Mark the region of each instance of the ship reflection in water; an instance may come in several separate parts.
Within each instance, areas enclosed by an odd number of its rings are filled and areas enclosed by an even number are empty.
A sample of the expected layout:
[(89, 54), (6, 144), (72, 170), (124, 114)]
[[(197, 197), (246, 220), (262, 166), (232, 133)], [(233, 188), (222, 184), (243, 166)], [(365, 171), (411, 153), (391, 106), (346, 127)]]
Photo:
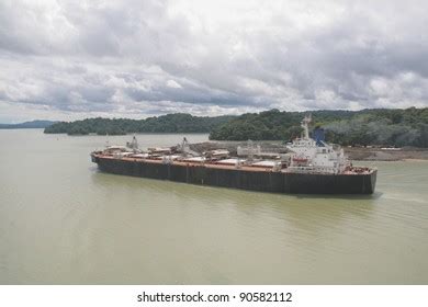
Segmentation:
[[(340, 147), (328, 145), (319, 130), (309, 137), (311, 117), (302, 121), (303, 135), (288, 144), (288, 154), (238, 148), (237, 155), (215, 149), (195, 152), (187, 138), (181, 145), (138, 149), (134, 136), (127, 146), (93, 151), (102, 171), (200, 185), (301, 194), (372, 194), (376, 169), (352, 167)], [(270, 159), (266, 159), (269, 157)]]

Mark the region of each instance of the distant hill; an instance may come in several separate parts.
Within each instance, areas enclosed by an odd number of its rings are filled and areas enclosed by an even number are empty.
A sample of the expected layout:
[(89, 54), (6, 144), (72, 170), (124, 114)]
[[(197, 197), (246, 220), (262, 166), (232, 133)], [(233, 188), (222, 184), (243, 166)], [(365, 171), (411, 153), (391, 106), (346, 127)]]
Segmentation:
[(31, 121), (21, 124), (0, 124), (0, 129), (32, 129), (46, 128), (57, 122), (53, 121)]
[(286, 112), (270, 110), (239, 116), (192, 116), (174, 113), (146, 120), (88, 118), (58, 122), (46, 134), (124, 135), (132, 133), (210, 133), (215, 140), (291, 140), (302, 133), (304, 115), (312, 114), (312, 128), (324, 128), (327, 141), (340, 145), (428, 147), (428, 107), (361, 111)]
[(45, 128), (45, 134), (68, 135), (124, 135), (132, 133), (210, 133), (234, 116), (192, 116), (185, 113), (167, 114), (146, 120), (87, 118), (59, 122)]
[(288, 141), (301, 135), (305, 114), (312, 114), (312, 128), (324, 128), (329, 143), (428, 147), (428, 107), (247, 113), (214, 128), (210, 139)]

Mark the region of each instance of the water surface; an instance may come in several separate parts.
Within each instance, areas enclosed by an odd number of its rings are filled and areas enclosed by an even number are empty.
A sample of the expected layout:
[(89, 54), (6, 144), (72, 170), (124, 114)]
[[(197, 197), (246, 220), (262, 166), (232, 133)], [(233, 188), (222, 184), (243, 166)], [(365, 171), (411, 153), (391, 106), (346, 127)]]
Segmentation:
[(428, 162), (375, 162), (371, 196), (281, 195), (102, 173), (105, 140), (0, 130), (1, 284), (428, 283)]

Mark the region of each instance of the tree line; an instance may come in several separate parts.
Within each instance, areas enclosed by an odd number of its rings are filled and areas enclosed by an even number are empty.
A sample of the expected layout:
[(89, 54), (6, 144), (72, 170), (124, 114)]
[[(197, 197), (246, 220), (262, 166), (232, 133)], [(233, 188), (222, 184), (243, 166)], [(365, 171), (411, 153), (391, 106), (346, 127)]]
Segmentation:
[(312, 128), (324, 128), (329, 143), (428, 147), (428, 107), (247, 113), (214, 128), (210, 139), (289, 141), (301, 136), (305, 114), (312, 114)]
[(68, 135), (125, 135), (132, 133), (210, 133), (228, 122), (233, 116), (192, 116), (184, 113), (148, 117), (128, 118), (87, 118), (76, 122), (58, 122), (45, 128), (46, 134)]
[(312, 114), (312, 128), (322, 127), (329, 143), (428, 147), (428, 107), (374, 109), (362, 111), (285, 112), (277, 109), (239, 116), (192, 116), (184, 113), (148, 117), (88, 118), (58, 122), (47, 134), (124, 135), (132, 133), (210, 133), (215, 140), (284, 140), (302, 133), (300, 123)]

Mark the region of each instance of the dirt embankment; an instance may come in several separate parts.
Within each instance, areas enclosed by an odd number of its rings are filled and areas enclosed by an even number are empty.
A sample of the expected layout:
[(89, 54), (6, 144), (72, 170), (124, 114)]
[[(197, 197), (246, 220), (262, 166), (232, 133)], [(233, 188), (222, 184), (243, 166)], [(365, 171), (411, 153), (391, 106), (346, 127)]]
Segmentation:
[[(247, 146), (247, 141), (204, 141), (192, 144), (191, 148), (203, 152), (213, 149), (227, 149), (232, 155), (236, 155), (238, 146)], [(254, 141), (254, 146), (260, 145), (262, 151), (286, 152), (285, 145), (281, 141), (261, 140)], [(351, 160), (362, 161), (399, 161), (399, 160), (428, 160), (428, 148), (404, 147), (396, 149), (365, 148), (365, 147), (343, 147), (345, 154)]]

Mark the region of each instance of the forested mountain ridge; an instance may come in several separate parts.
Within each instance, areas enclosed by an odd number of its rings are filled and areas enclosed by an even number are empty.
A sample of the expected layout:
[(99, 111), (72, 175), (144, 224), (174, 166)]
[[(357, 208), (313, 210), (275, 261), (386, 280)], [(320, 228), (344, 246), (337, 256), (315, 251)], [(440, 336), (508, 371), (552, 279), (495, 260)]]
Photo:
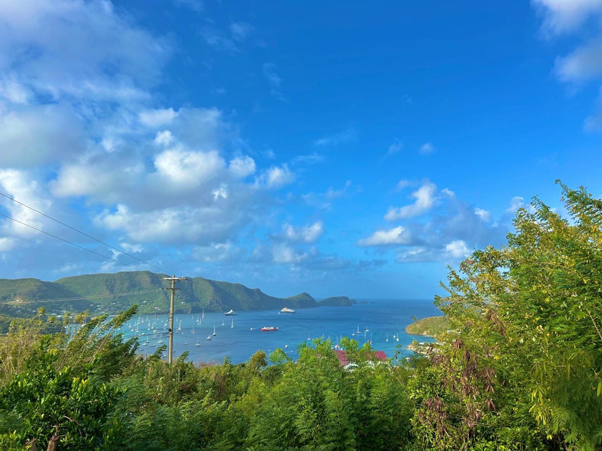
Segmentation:
[[(121, 272), (84, 274), (64, 277), (48, 282), (35, 278), (0, 279), (0, 302), (34, 299), (57, 299), (109, 295), (131, 292), (139, 293), (92, 299), (66, 299), (58, 301), (47, 308), (52, 310), (81, 311), (85, 308), (108, 312), (120, 311), (137, 304), (141, 312), (166, 311), (169, 305), (169, 292), (160, 291), (169, 286), (163, 280), (164, 274), (150, 271), (123, 271)], [(317, 307), (311, 296), (301, 293), (290, 298), (278, 298), (267, 295), (258, 288), (249, 288), (240, 283), (211, 280), (203, 277), (191, 277), (178, 283), (176, 311), (200, 311), (203, 308), (211, 311), (280, 309), (284, 307), (305, 308)], [(157, 290), (157, 291), (150, 291)], [(41, 304), (40, 304), (41, 305)], [(23, 304), (27, 310), (35, 309), (36, 303)], [(14, 314), (16, 307), (0, 306), (0, 313)]]

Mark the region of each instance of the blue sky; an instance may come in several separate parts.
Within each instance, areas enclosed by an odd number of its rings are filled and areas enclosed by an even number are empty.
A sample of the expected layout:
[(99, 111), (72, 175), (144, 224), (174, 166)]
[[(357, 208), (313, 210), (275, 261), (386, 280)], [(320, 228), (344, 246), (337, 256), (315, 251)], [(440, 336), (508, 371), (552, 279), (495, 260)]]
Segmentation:
[[(0, 0), (0, 191), (179, 275), (430, 298), (602, 195), (602, 1)], [(8, 200), (0, 212), (152, 269)], [(127, 269), (0, 220), (0, 277)]]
##########
### Written exercise
Reproduce all of the data above, switching "separate parts" to "disconnected pieces" everywhere it appears and leaving everything else unchanged. Omit the pictures from your answer.

### Answer to this exercise
Mark the region of each instance of the ship reflection in water; an instance may come in several disconnected pieces.
Within each instance, areas enclosed by an odd number of its rings are filled and areas enclosed by an even number are empty.
A sample of the expected layout:
[(89, 54), (6, 144), (72, 170), (124, 114)]
[[(197, 197), (246, 220), (262, 166), (232, 133)], [(233, 188), (222, 184), (243, 166)], [(365, 171), (411, 153), (391, 106), (346, 127)]]
Photo:
Segmentation:
[[(340, 147), (328, 145), (319, 130), (309, 137), (311, 117), (302, 121), (303, 135), (288, 144), (288, 154), (238, 148), (237, 155), (215, 149), (195, 152), (187, 138), (181, 145), (138, 149), (134, 136), (127, 146), (93, 151), (102, 171), (200, 185), (301, 194), (372, 194), (376, 169), (352, 167)], [(270, 159), (266, 159), (269, 157)]]

Mark the region of each instance of the distant hill; an instance may come in several disconnected pieces.
Within each instance, areas enclosed by an odd number of its rings are filled and areas enclosed by an even number are empty.
A sample of the expected layout:
[(89, 54), (6, 144), (72, 170), (124, 114)]
[[(197, 197), (246, 220), (262, 166), (232, 133)], [(233, 188), (222, 184), (243, 166)], [(365, 171), (411, 153), (391, 106), (346, 127)]]
Segmentation:
[(31, 121), (21, 124), (0, 124), (0, 129), (32, 129), (46, 128), (57, 122), (53, 121)]
[(286, 112), (270, 110), (239, 116), (192, 116), (174, 113), (146, 120), (88, 118), (58, 122), (46, 134), (124, 135), (132, 133), (210, 133), (215, 140), (291, 140), (302, 133), (304, 115), (312, 114), (312, 128), (324, 128), (327, 141), (340, 145), (428, 147), (428, 107), (361, 111)]
[(45, 128), (45, 134), (68, 135), (124, 135), (132, 133), (210, 133), (234, 116), (192, 116), (185, 113), (167, 114), (146, 120), (87, 118), (59, 122)]
[(288, 141), (301, 135), (305, 114), (312, 114), (312, 128), (324, 128), (329, 143), (428, 147), (428, 107), (247, 113), (214, 128), (210, 139)]

Mark the region of each instance of the water surface; an instance may come in several disconnected pieces.
Within each instance, areas enclosed by an odd number of its rings are filled and areas enclosed by an even number are empty.
A sample of the expected layout:
[(89, 54), (6, 144), (72, 170), (124, 114)]
[[(197, 197), (246, 220), (262, 166), (232, 133)], [(233, 188), (222, 184), (243, 166)], [(365, 171), (411, 153), (391, 106), (346, 127)]]
Segmentation:
[(428, 162), (375, 162), (371, 196), (281, 195), (102, 173), (105, 140), (0, 130), (1, 284), (428, 283)]

Mark the region of each instance of the tree line; an instance may come in several disconnected pieces.
Within each instance, areas enclosed by an odd number of its rings are filled and areas enclosed by an even number are empty.
A sample of the expected layout:
[(89, 54), (6, 144), (72, 170), (124, 114)]
[[(197, 197), (246, 220), (262, 166), (232, 133)], [(233, 188), (222, 184), (243, 166)], [(365, 171), (411, 153), (391, 106), (346, 127)]]
Segmentation:
[(312, 128), (324, 128), (329, 143), (428, 147), (428, 107), (247, 113), (214, 128), (210, 139), (289, 141), (301, 136), (305, 114), (312, 114)]
[(68, 135), (125, 135), (132, 133), (210, 133), (228, 122), (233, 116), (192, 116), (184, 113), (148, 117), (128, 118), (87, 118), (76, 122), (58, 122), (45, 128), (46, 134)]
[(312, 114), (312, 128), (322, 127), (329, 143), (428, 147), (428, 107), (374, 109), (362, 111), (285, 112), (277, 109), (239, 116), (192, 116), (184, 113), (148, 117), (88, 118), (58, 122), (47, 134), (124, 135), (132, 133), (210, 133), (215, 140), (284, 140), (302, 133), (300, 123)]

Mark the region of each instance of the dirt embankment; an instance may come in several disconnected pieces.
Within each instance, areas enclosed by an odd number of its rings are filled and areas enclosed by an even number are empty.
A sample of the expected layout:
[(89, 54), (6, 144), (72, 170), (124, 114)]
[[(197, 197), (246, 220), (262, 166), (232, 133)], [(233, 188), (222, 184), (243, 166)], [(365, 171), (411, 153), (391, 106), (346, 127)]]
Segmentation:
[[(247, 146), (247, 141), (204, 141), (192, 144), (191, 148), (203, 152), (213, 149), (227, 149), (232, 155), (236, 155), (238, 146)], [(254, 141), (254, 146), (260, 145), (262, 151), (286, 152), (285, 145), (281, 141), (261, 140)], [(351, 160), (362, 161), (399, 161), (399, 160), (428, 160), (428, 148), (404, 147), (396, 149), (365, 148), (365, 147), (343, 147), (345, 154)]]

Mark the region of each instance of the forested mountain ridge; an instance may come in several disconnected pieces.
Within each instance, areas enclosed by an odd number of its rings are filled and areas enclosed by an even number are empty.
A sample of the expected layout:
[(99, 111), (72, 175), (144, 224), (174, 166)]
[[(357, 208), (313, 210), (275, 261), (386, 280)], [(320, 228), (344, 246), (337, 256), (315, 251)], [(440, 336), (508, 371), (552, 279), (495, 260)]]
Photo:
Segmentation:
[[(121, 272), (84, 274), (64, 277), (48, 282), (35, 278), (0, 279), (0, 302), (34, 299), (57, 299), (109, 295), (131, 292), (139, 293), (92, 299), (66, 299), (58, 301), (47, 308), (52, 310), (81, 311), (85, 308), (108, 312), (120, 311), (137, 304), (141, 312), (166, 311), (169, 305), (169, 292), (160, 291), (169, 286), (163, 280), (164, 274), (150, 271), (123, 271)], [(317, 307), (311, 296), (301, 293), (290, 298), (278, 298), (267, 295), (258, 288), (249, 288), (240, 283), (211, 280), (203, 277), (191, 277), (178, 283), (176, 311), (200, 311), (203, 308), (211, 311), (280, 309), (284, 307), (305, 308)], [(157, 290), (157, 291), (150, 291)], [(41, 304), (40, 304), (41, 305)], [(23, 304), (27, 310), (35, 309), (36, 303)], [(14, 314), (16, 307), (0, 306), (0, 313)]]

Mark the region of each instance of the blue sky; an instance may come in several disconnected pieces.
Within each instance, areas enclosed by an odd number of its rings are filled and areas enclosed by an even number are empty.
A sample of the expected layout:
[(99, 111), (72, 175), (144, 224), (174, 166)]
[[(357, 208), (313, 210), (275, 261), (386, 280)], [(320, 228), (344, 246), (337, 256), (315, 251)], [(440, 336), (508, 371), (552, 279), (495, 260)]]
Segmentation:
[[(0, 0), (0, 191), (179, 275), (430, 298), (602, 195), (602, 1)], [(8, 200), (0, 212), (152, 269)], [(127, 269), (0, 220), (0, 277)]]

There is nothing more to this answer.